+++ Dataset +++

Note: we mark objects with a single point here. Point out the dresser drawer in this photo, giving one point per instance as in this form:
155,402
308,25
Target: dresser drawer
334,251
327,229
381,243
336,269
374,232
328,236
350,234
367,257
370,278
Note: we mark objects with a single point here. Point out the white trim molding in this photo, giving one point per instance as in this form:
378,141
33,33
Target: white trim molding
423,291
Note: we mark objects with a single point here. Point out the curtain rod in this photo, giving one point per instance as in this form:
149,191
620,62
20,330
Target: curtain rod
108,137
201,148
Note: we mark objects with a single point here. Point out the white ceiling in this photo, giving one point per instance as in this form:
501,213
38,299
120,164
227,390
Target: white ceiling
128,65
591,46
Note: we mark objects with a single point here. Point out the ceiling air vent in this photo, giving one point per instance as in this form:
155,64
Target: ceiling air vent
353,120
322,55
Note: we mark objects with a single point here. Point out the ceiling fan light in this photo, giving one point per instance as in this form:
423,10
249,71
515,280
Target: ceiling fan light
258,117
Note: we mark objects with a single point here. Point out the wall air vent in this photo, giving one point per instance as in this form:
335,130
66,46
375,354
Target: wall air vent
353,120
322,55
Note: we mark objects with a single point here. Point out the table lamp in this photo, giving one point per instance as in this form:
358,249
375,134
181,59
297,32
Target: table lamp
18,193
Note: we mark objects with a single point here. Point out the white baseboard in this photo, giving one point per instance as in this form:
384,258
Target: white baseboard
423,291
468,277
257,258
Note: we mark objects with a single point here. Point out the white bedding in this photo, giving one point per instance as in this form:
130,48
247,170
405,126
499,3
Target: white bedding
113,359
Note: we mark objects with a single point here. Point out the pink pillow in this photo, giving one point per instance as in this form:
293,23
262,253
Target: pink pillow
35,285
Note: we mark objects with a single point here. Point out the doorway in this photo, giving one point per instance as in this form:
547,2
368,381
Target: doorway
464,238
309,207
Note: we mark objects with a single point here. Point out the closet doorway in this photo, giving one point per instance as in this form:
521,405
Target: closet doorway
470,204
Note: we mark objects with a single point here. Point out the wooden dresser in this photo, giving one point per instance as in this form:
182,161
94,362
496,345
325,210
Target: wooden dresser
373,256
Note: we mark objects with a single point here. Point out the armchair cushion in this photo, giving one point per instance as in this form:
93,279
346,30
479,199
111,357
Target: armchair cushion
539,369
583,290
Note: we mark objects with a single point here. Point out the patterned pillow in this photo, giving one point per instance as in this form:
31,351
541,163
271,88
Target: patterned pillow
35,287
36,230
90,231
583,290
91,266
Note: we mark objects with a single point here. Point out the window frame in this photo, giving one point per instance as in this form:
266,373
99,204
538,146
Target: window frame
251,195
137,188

+++

= Goal of the exercise =
Reproduce the part of the items that opens with the line containing "out the patterned" and runs through the end of the items, substituting "window casing" for "window frame" and keeping everything else unchanged.

= Result =
Note: we mark objects with a single point here. Point out the patterned pillow in this photo, giving one point per instance as in this form:
31,351
541,163
271,88
Target: patterned pillow
35,287
36,230
90,231
583,290
91,266
Note: we mark objects with a single point here. Point out the window casing in this photo, giving one point per instance as in this form:
266,373
99,204
538,146
Target: window casing
251,195
137,188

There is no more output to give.